* [文本片段]:
^^^^
DecisionTreeMetadata 类

 def buildMetadata(
      input: RDD[LabeledPoint],
      strategy: Strategy,
      numTrees: Int,
      featureSubsetStrategy: String): DecisionTreeMetadata = {

    val numFeatures = input.map(_.features.size).take(1).headOption.getOrElse {
      throw new IllegalArgumentException(s"DecisionTree requires size of input RDD > 0, " +
        s"but was given by empty one.")
    }
    val numExamples = input.count()
    val numClasses = strategy.algo match {
      case Classification => strategy.numClasses
      case Regression => 0
    }

    val maxPossibleBins = math.min(strategy.maxBins, numExamples).toInt
    if (maxPossibleBins < strategy.maxBins) {
      logWarning(s"DecisionTree reducing maxBins from ${strategy.maxBins} to $maxPossibleBins" +
        s" (= number of training instances)")
    }

    // We check the number of bins here against maxPossibleBins.
    // This needs to be checked here instead of in Strategy since maxPossibleBins can be modified
    // based on the number of training examples.
    if (strategy.categoricalFeaturesInfo.nonEmpty) {
      val maxCategoriesPerFeature = strategy.categoricalFeaturesInfo.values.max
      val maxCategory =
        strategy.categoricalFeaturesInfo.find(_._2 == maxCategoriesPerFeature).get._1
      require(maxCategoriesPerFeature <= maxPossibleBins,
        s"DecisionTree requires maxBins (= $maxPossibleBins) to be at least as large as the " +
        s"number of values in each categorical feature, but categorical feature $maxCategory " +
        s"has $maxCategoriesPerFeature values. Considering remove this and other categorical " +
        "features with a large number of values, or add more training examples.")
    }

    val unorderedFeatures = new mutable.HashSet[Int]()
    val numBins = Array.fill[Int](numFeatures)(maxPossibleBins)
    if (numClasses > 2) {
      // Multiclass classification
      val maxCategoriesForUnorderedFeature =
        ((math.log(maxPossibleBins / 2 + 1) / math.log(2.0)) + 1).floor.toInt
      strategy.categoricalFeaturesInfo.foreach { case (featureIndex, numCategories) =>
        // Hack: If a categorical feature has only 1 category, we treat it as continuous.
        // TODO(SPARK-9957): Handle this properly by filtering out those features.
        if (numCategories > 1) {
          // Decide if some categorical features should be treated as unordered features,
          //  which require 2 * ((1 << numCategories - 1) - 1) bins.
          // We do this check with log values to prevent overflows in case numCategories is large.
          // The next check is equivalent to: 2 * ((1 << numCategories - 1) - 1) <= maxBins
          if (numCategories <= maxCategoriesForUnorderedFeature) {
            unorderedFeatures.add(featureIndex)
^^^^
* [练习题目 1]: 按照这段代码里的注释，只有 1 个类别的分类特征会被怎样处理？
* [练习题目 2]: 把这段代码中从"val numBins = Array.fill[Int](numFeatures)(maxPossibleBins)"开始，一直到"it as continuous."为止的部分，一字不差地重复一遍。
* [练习题目 3]: 列出这段代码里 buildMetadata 函数的全部参数名。

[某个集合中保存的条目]
^^^^
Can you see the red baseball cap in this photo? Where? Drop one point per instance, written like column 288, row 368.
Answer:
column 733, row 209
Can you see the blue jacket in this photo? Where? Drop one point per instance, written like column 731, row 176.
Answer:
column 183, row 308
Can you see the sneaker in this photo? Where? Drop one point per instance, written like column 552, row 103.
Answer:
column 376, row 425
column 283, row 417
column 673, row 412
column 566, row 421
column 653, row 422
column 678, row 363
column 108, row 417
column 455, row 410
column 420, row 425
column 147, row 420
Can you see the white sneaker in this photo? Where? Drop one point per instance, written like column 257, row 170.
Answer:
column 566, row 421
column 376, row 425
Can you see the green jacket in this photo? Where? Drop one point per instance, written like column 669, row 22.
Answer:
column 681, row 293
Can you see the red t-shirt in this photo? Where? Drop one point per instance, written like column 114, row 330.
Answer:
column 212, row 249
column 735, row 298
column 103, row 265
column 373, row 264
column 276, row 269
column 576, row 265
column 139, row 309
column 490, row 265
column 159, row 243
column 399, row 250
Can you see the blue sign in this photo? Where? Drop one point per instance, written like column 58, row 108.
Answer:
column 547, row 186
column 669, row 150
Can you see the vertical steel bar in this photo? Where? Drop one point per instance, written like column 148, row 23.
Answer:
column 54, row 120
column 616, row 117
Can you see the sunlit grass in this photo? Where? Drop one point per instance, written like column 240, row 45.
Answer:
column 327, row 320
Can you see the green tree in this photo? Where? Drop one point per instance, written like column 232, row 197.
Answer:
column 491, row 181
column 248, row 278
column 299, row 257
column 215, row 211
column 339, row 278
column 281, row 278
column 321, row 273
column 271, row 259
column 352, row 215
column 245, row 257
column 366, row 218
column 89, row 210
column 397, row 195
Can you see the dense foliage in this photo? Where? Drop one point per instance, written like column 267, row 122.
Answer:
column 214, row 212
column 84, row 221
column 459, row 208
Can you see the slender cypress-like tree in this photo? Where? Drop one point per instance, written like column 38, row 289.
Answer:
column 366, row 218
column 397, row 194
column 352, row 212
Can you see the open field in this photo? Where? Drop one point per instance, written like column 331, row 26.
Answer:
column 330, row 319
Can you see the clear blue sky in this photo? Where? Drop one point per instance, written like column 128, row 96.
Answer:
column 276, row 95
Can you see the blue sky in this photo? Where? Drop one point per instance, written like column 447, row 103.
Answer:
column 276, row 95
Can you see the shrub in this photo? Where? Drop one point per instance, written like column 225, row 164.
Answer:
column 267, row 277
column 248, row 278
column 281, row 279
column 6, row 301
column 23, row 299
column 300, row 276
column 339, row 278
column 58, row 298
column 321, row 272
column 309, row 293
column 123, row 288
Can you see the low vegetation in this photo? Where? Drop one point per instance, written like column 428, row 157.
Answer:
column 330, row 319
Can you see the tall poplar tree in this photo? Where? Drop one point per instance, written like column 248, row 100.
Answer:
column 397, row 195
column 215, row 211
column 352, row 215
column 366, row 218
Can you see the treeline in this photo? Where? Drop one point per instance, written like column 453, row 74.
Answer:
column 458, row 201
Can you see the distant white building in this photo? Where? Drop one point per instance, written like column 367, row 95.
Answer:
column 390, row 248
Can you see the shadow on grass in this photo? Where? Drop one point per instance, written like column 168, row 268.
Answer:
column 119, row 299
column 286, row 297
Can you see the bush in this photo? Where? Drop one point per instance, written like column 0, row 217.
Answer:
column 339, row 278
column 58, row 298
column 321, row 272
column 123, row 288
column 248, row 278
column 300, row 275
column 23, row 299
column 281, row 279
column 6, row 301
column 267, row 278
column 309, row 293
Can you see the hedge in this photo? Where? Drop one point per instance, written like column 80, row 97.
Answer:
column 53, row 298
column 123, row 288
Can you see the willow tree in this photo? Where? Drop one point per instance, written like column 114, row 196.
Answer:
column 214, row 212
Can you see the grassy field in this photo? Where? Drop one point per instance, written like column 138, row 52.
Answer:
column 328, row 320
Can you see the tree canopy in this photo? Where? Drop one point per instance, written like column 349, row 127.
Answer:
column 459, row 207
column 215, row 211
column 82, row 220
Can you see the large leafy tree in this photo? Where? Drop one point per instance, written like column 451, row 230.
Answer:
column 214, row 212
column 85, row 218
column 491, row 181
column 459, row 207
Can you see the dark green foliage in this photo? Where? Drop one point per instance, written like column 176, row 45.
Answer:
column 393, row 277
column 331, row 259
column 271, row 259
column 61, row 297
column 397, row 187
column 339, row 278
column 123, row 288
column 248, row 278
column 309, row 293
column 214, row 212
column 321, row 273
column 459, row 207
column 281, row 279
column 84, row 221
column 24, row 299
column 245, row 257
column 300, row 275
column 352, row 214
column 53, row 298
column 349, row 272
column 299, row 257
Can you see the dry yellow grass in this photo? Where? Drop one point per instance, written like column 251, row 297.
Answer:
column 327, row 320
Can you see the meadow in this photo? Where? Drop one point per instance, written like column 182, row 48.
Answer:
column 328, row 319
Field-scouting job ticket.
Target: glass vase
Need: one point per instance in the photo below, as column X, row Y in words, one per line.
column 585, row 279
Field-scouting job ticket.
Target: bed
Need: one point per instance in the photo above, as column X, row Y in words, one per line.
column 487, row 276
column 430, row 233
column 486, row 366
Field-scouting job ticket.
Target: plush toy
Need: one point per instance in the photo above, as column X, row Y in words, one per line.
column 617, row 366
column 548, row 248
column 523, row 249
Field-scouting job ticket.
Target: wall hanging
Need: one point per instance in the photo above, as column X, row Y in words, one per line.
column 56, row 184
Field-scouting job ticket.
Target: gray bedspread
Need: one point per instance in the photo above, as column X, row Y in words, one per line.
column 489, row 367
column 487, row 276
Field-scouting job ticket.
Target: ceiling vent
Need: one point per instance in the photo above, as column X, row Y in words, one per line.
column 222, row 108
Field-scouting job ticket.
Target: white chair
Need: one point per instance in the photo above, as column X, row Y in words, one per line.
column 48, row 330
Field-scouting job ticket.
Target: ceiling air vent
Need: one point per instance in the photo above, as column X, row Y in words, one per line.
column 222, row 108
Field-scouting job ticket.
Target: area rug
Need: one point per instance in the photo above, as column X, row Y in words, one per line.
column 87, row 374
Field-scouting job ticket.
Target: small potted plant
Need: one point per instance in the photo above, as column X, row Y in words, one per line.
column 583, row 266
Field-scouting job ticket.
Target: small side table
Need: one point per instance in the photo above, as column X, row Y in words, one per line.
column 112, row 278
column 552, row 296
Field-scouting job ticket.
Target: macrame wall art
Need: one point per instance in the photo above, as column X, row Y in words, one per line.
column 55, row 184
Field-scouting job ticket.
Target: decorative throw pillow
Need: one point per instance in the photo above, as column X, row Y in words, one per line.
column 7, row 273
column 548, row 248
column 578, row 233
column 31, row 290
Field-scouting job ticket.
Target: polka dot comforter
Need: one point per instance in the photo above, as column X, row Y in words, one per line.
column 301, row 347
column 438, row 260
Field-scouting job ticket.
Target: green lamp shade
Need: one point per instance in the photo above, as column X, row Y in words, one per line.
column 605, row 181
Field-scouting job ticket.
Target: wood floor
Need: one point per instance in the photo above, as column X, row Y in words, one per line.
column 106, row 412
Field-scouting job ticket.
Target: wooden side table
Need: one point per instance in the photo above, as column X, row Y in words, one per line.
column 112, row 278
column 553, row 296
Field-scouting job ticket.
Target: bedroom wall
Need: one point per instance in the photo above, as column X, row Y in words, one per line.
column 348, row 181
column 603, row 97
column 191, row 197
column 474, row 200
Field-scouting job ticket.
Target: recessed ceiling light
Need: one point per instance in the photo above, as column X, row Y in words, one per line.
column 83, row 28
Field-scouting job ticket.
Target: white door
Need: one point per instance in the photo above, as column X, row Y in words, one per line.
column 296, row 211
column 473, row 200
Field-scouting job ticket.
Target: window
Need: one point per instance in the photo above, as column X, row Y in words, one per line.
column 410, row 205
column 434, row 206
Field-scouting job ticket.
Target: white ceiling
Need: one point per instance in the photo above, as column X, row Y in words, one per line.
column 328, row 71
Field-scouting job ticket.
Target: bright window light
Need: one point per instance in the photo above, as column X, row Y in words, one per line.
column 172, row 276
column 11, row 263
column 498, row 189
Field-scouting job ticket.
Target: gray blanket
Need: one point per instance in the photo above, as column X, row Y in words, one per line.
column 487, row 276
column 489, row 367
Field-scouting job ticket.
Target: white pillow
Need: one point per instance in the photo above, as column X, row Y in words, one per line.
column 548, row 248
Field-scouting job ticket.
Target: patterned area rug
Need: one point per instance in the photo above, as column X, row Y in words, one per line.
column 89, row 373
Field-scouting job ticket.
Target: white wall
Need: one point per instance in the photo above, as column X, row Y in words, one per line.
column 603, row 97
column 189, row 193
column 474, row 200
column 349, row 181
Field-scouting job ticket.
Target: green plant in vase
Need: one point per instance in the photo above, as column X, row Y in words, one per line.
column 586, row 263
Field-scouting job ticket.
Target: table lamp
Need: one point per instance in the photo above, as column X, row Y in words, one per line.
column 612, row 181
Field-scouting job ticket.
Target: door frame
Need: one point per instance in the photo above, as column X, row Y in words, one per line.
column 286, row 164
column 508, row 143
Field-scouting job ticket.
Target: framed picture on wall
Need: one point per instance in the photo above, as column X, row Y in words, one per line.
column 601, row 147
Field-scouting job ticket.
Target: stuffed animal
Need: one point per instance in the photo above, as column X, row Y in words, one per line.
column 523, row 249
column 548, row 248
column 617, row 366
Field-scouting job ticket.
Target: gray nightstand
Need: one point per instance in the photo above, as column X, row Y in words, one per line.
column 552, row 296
^^^^
* [参考答案 1]: 会被当作连续特征处理。

* [参考答案 2]:
val numBins = Array.fill[Int](numFeatures)(maxPossibleBins)
    if (numClasses > 2) {
      // Multiclass classification
      val maxCategoriesForUnorderedFeature =
        ((math.log(maxPossibleBins / 2 + 1) / math.log(2.0)) + 1).floor.toInt
      strategy.categoricalFeaturesInfo.foreach { case (featureIndex, numCategories) =>
        // Hack: If a categorical feature has only 1 category, we treat it as continuous.

* [参考答案 3]: input、strategy、numTrees、featureSubsetStrategy